-- start of Record set --

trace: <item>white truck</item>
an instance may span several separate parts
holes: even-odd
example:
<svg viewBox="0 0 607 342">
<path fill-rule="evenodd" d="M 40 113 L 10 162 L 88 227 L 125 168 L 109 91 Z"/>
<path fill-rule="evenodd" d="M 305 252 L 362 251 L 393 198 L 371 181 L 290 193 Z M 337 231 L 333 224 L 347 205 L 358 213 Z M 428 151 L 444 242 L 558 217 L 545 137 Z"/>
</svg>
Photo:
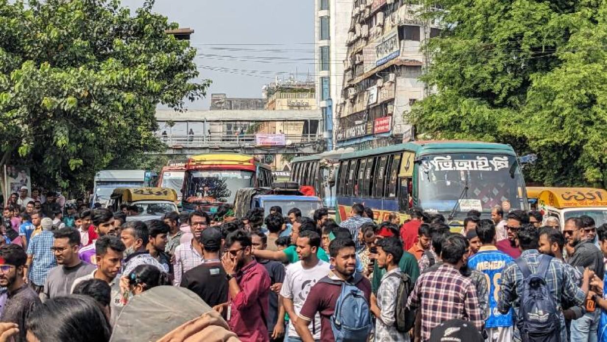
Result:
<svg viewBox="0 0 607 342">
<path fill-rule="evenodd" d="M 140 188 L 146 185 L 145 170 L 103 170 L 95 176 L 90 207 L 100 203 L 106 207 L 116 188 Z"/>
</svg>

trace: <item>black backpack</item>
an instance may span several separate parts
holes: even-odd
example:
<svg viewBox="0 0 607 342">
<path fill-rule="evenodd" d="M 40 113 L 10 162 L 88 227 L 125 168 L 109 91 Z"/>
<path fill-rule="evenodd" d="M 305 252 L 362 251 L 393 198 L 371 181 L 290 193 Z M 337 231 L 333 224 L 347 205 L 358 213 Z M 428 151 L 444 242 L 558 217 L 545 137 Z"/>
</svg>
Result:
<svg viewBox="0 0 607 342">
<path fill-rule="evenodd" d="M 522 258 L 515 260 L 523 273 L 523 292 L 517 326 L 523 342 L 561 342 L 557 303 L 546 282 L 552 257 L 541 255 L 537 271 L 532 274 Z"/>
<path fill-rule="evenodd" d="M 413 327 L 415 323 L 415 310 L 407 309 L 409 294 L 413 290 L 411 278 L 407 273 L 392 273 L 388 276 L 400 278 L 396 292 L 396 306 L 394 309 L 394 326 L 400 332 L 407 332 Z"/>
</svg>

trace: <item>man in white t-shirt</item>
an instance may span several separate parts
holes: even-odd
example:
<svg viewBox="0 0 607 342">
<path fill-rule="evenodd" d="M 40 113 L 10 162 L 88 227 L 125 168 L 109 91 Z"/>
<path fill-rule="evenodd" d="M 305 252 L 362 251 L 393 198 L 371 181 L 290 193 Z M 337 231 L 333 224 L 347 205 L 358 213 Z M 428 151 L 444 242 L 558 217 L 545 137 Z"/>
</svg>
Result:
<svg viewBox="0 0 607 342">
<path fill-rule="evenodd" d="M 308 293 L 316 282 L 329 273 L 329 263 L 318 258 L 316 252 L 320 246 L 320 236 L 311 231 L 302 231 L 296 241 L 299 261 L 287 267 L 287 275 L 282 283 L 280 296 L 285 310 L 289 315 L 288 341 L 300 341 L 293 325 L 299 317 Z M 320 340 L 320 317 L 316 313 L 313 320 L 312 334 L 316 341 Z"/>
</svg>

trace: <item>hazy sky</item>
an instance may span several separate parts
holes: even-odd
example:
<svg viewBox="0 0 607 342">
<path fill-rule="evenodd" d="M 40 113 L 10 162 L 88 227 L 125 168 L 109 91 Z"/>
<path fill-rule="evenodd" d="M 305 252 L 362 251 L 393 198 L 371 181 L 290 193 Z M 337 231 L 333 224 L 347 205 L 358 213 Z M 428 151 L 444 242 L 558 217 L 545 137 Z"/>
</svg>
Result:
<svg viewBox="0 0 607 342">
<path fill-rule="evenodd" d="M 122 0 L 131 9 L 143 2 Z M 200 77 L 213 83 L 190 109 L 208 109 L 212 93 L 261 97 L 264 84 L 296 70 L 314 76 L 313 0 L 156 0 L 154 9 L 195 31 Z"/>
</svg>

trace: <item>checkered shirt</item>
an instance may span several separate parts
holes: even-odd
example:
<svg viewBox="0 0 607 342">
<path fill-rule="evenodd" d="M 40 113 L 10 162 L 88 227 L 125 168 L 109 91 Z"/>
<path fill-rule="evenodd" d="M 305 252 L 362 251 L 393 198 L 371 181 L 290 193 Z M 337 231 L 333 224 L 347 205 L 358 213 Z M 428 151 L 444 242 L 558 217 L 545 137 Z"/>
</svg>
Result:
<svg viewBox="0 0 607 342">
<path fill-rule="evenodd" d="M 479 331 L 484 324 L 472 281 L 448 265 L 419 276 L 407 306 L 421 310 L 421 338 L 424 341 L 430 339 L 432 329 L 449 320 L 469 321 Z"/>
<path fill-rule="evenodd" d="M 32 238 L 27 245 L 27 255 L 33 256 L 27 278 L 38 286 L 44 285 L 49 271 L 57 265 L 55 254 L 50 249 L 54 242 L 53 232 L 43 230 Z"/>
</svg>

-- end of Record set --

Task requirements: Put every line of the entries above into a Markdown table with the columns Row and Line, numbering each row, skipping blank lines, and leaving out the pictures.

Expected answer:
| Row | Line |
|---|---|
| 1 | trace: <item>white truck</item> |
| 2 | an instance may span several separate parts |
| 3 | holes: even-odd |
| 4 | example: |
| 5 | <svg viewBox="0 0 607 342"> |
| 6 | <path fill-rule="evenodd" d="M 40 113 L 10 162 L 88 227 L 125 168 L 109 91 Z"/> |
| 7 | <path fill-rule="evenodd" d="M 305 252 L 362 251 L 393 198 L 371 181 L 290 193 Z M 337 231 L 333 224 L 347 205 L 358 213 Z M 428 151 L 444 242 L 558 217 L 545 137 Z"/> |
| 8 | </svg> |
| 9 | Photo: |
| 10 | Result: |
| 11 | <svg viewBox="0 0 607 342"> |
| 12 | <path fill-rule="evenodd" d="M 140 188 L 146 185 L 145 170 L 103 170 L 95 176 L 90 207 L 100 203 L 106 207 L 116 188 Z"/> |
| 13 | </svg> |
| 14 | trace: <item>black backpack</item> |
| 15 | an instance may span several separate parts |
| 16 | holes: even-odd |
| 17 | example: |
| 18 | <svg viewBox="0 0 607 342"> |
| 19 | <path fill-rule="evenodd" d="M 40 113 L 10 162 L 88 227 L 125 168 L 109 91 Z"/> |
| 20 | <path fill-rule="evenodd" d="M 305 252 L 362 251 L 393 198 L 371 181 L 290 193 Z M 337 231 L 333 224 L 347 205 L 358 213 Z M 428 151 L 444 242 L 558 217 L 545 137 Z"/> |
| 21 | </svg> |
| 22 | Result: |
| 23 | <svg viewBox="0 0 607 342"> |
| 24 | <path fill-rule="evenodd" d="M 522 258 L 515 260 L 523 273 L 523 292 L 517 326 L 523 342 L 561 342 L 557 303 L 546 282 L 552 257 L 541 255 L 537 271 L 532 274 Z"/> |
| 25 | <path fill-rule="evenodd" d="M 413 327 L 415 323 L 415 310 L 407 309 L 409 294 L 413 290 L 411 278 L 407 273 L 392 273 L 388 276 L 400 278 L 396 292 L 396 306 L 394 309 L 394 326 L 400 332 L 407 332 Z"/> |
| 26 | </svg> |
| 27 | trace: <item>man in white t-shirt</item> |
| 28 | an instance may span several separate parts |
| 29 | holes: even-odd |
| 30 | example: |
| 31 | <svg viewBox="0 0 607 342"> |
| 32 | <path fill-rule="evenodd" d="M 40 113 L 10 162 L 88 227 L 125 168 L 109 91 Z"/> |
| 33 | <path fill-rule="evenodd" d="M 305 252 L 362 251 L 393 198 L 371 181 L 290 193 Z M 337 231 L 333 224 L 347 205 L 358 213 Z M 428 151 L 444 242 L 558 217 L 545 137 Z"/> |
| 34 | </svg> |
| 35 | Result: |
| 36 | <svg viewBox="0 0 607 342"> |
| 37 | <path fill-rule="evenodd" d="M 308 293 L 316 282 L 329 273 L 329 263 L 318 258 L 316 252 L 320 246 L 320 236 L 311 231 L 302 231 L 296 241 L 299 261 L 287 267 L 287 275 L 282 283 L 280 296 L 285 310 L 289 315 L 288 341 L 300 341 L 293 325 L 299 317 Z M 320 340 L 320 317 L 316 313 L 313 320 L 312 334 L 316 341 Z"/> |
| 38 | </svg> |
| 39 | trace: <item>hazy sky</item> |
| 40 | an instance may span several separate parts |
| 41 | holes: even-odd |
| 42 | example: |
| 43 | <svg viewBox="0 0 607 342"> |
| 44 | <path fill-rule="evenodd" d="M 40 113 L 10 162 L 88 227 L 125 168 L 109 91 Z"/> |
| 45 | <path fill-rule="evenodd" d="M 305 252 L 362 251 L 393 198 L 371 181 L 290 193 Z M 337 231 L 333 224 L 347 205 L 358 213 Z M 428 151 L 444 242 L 558 217 L 545 137 Z"/> |
| 46 | </svg> |
| 47 | Result: |
| 48 | <svg viewBox="0 0 607 342"> |
| 49 | <path fill-rule="evenodd" d="M 122 0 L 131 9 L 143 2 Z M 200 77 L 213 83 L 190 109 L 208 109 L 212 93 L 261 97 L 264 84 L 296 70 L 314 76 L 313 0 L 156 0 L 154 9 L 195 31 Z"/> |
| 50 | </svg> |
| 51 | trace: <item>checkered shirt</item> |
| 52 | an instance may span several separate parts |
| 53 | holes: even-odd |
| 54 | example: |
| 55 | <svg viewBox="0 0 607 342"> |
| 56 | <path fill-rule="evenodd" d="M 40 113 L 10 162 L 88 227 L 125 168 L 109 91 Z"/> |
| 57 | <path fill-rule="evenodd" d="M 305 252 L 362 251 L 393 198 L 371 181 L 290 193 Z M 337 231 L 333 224 L 347 205 L 358 213 Z M 428 151 L 444 242 L 558 217 L 545 137 Z"/> |
| 58 | </svg> |
| 59 | Result: |
| 60 | <svg viewBox="0 0 607 342"> |
| 61 | <path fill-rule="evenodd" d="M 479 331 L 484 324 L 472 281 L 448 265 L 419 276 L 407 306 L 421 310 L 421 338 L 424 341 L 430 339 L 432 329 L 449 320 L 469 321 Z"/> |
| 62 | <path fill-rule="evenodd" d="M 32 238 L 27 245 L 27 255 L 33 256 L 27 278 L 38 286 L 44 285 L 49 271 L 57 265 L 55 254 L 50 249 L 54 242 L 53 232 L 43 230 Z"/> |
| 63 | </svg> |